=== Goals ===
(a) In the do-while(false) essay, how far back do articles about the construct on the web go?
(b) Please rewrite the part of the do-while(false) essay starting at "J. L. Sloan" and ending at "must be okay.", changing "code inspections" to "code reviews".

=== Passage ===
--------------------

In Praise of do-while (false)

 

J. L. Sloan

2005-08-01

Updated 2006-02-18

 

By now I would have thought that everyone knew the joys of the language construct do-while(false). It is a staple among C, C++, and Java programmers. You can find articles written about it on the web from as far back as 1994, which might as well be Neolithic cave drawings.

 

Yet I’ve continued to have problems getting code using do-while(false) through code inspections with inspectors who should know better, the result being that I ended up submitting what is, in my no reason to be humble opinion, lower quality code into the code bases of products. I did however conform to the stringent ISO9001 quality processes, so I guess that means it must be okay.

 

Except that it isn’t okay.

 

There is nothing magic about do-while(false). It does exactly what you think it does, which is to say, very little. In fact, it does so little, your typical optimizing compiler won’t generate any code for it. Yet, it is really handy in a few circumstances.

 

(As usual, all of my code snippets are written in C++ unless C is absolutely necessary, and all my referenced examples are from the Digital Aggregates Desperado open source library of reusable components from  http://www.diag.com/navigation/downloads/Desperado.html.)

 

Common Exit Flow of Control

 

All C++ functions have a common entry point. It is frequently desirable for functions to have a common exit point. There are all sorts of reasons for this. The most pragmatic reason is having a common entry and exit point makes it easy to add debugging statements that log the arguments being passed into the function, and the results generated by the function. If the flow of control needs to return prematurely, it can do so while not avoiding the logging statement at the common exit, just by doing a break.

 

bool function1(int argument1) {

     int rc = 0;

 

     printf(“%s[%d]: function1(%d)\n”,

__FILE__, __LINE__, argument1);

 

     do {

          // Some really complicated code.

--------------------

=== Given material ===
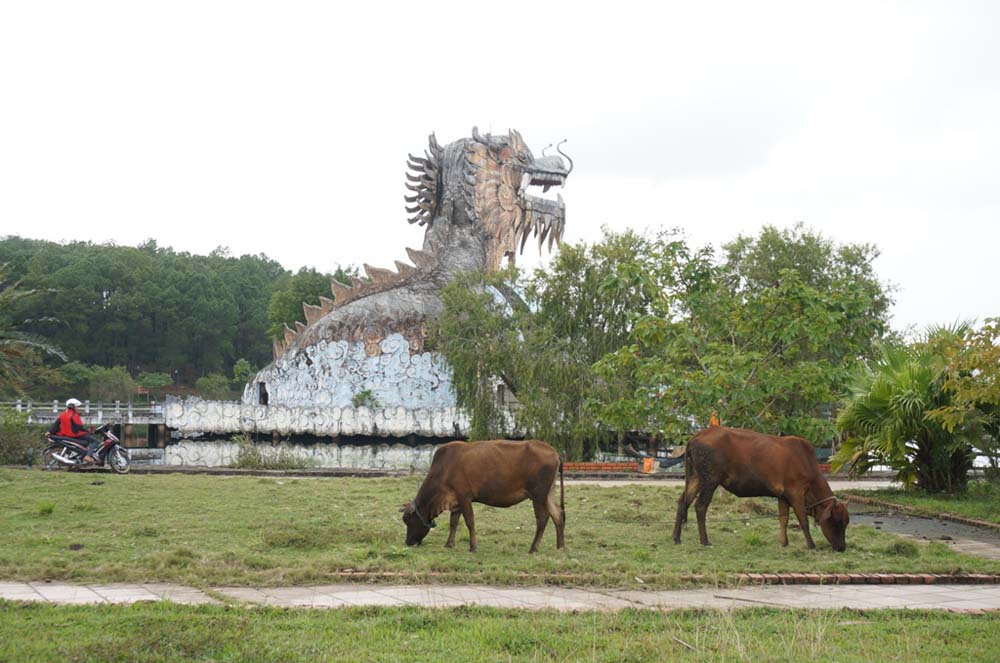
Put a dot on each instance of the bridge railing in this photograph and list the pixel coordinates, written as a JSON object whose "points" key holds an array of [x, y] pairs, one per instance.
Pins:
{"points": [[92, 412]]}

--------------------

=== Solutions to the tasks ===
(a) As far back as 1994.

(b)
J. L. Sloan

2005-08-01

Updated 2006-02-18

 

By now I would have thought that everyone knew the joys of the language construct do-while(false). It is a staple among C, C++, and Java programmers. You can find articles written about it on the web from as far back as 1994, which might as well be Neolithic cave drawings.

 

Yet I’ve continued to have problems getting code using do-while(false) through code reviews with inspectors who should know better, the result being that I ended up submitting what is, in my no reason to be humble opinion, lower quality code into the code bases of products. I did however conform to the stringent ISO9001 quality processes, so I guess that means it must be okay.